• Task: Please write out each entry that follows, keeping it exactly the same.

+--

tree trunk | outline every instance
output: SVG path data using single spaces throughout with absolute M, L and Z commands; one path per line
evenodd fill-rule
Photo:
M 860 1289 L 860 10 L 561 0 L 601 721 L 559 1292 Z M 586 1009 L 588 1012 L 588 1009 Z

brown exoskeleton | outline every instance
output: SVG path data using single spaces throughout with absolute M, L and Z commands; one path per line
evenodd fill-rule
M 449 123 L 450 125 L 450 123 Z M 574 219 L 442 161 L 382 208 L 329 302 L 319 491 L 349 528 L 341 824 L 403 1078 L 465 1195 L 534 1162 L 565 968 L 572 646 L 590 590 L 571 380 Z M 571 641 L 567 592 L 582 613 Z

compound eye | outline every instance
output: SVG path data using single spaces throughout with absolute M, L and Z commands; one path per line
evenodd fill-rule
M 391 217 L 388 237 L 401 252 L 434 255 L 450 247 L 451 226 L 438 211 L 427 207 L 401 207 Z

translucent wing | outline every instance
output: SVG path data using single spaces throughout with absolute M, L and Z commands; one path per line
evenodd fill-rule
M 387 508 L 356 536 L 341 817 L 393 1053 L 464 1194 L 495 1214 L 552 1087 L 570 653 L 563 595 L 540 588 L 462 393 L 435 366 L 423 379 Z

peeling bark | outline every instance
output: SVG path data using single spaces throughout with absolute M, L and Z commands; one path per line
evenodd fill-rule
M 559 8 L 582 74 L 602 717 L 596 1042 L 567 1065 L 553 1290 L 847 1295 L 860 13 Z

+--

• Problem solution:
tree trunk | outline every instance
output: SVG path data using single spaces throughout with absolute M, L and Z commands; one path per line
evenodd fill-rule
Photo:
M 860 1289 L 860 10 L 561 0 L 601 721 L 559 1292 Z M 586 1009 L 588 1012 L 588 1009 Z

brown exoskeleton | outline every instance
output: SVG path data using single spaces throughout with absolute M, L and Z commands; one path per line
evenodd fill-rule
M 449 123 L 450 125 L 450 123 Z M 574 219 L 442 161 L 382 208 L 329 302 L 319 491 L 349 528 L 341 824 L 403 1078 L 465 1195 L 534 1162 L 565 968 L 572 646 L 590 590 L 571 380 Z M 571 641 L 567 592 L 582 613 Z

compound eye | outline every instance
output: SVG path data using single spaces throughout with absolute M, L and Z commands; one path per line
evenodd fill-rule
M 391 217 L 388 237 L 401 252 L 434 255 L 450 247 L 451 226 L 438 211 L 427 207 L 401 207 Z

translucent wing | outline every instance
output: SVG path data using single spaces throughout with absolute M, L and Z commands; one path per line
evenodd fill-rule
M 387 508 L 356 536 L 341 817 L 393 1053 L 464 1194 L 495 1214 L 552 1087 L 570 653 L 563 595 L 540 588 L 462 393 L 435 366 L 423 379 Z

peeling bark | outline every instance
output: SVG path data using single spaces throughout with absolute M, L and Z commands; one path per line
evenodd fill-rule
M 559 8 L 582 74 L 602 717 L 596 1042 L 567 1065 L 553 1290 L 847 1295 L 860 13 Z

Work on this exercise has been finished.